Retype the listing below word for word, leaving out any pictures.
━━━
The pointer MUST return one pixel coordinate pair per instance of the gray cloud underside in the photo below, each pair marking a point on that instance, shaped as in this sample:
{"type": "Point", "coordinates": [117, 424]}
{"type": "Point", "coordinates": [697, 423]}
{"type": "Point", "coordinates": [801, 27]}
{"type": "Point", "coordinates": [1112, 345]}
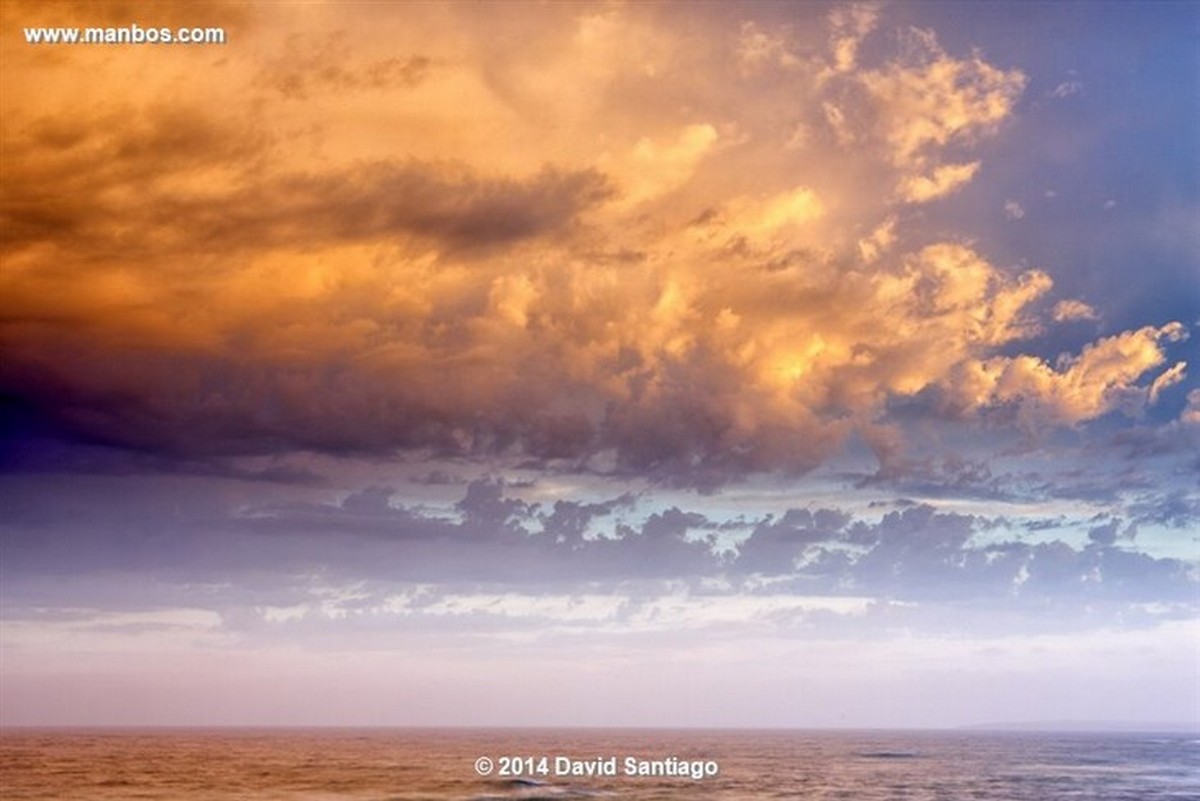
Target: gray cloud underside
{"type": "Point", "coordinates": [916, 554]}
━━━
- _Correct output_:
The pointer MUST return one pixel coordinate pair per instance of the gray cloud underside in the photo below, each pair marking a point on that instance, shaped as in this sample:
{"type": "Point", "coordinates": [117, 424]}
{"type": "Point", "coordinates": [697, 423]}
{"type": "Point", "coordinates": [801, 27]}
{"type": "Point", "coordinates": [1112, 345]}
Target: gray cloud underside
{"type": "Point", "coordinates": [916, 554]}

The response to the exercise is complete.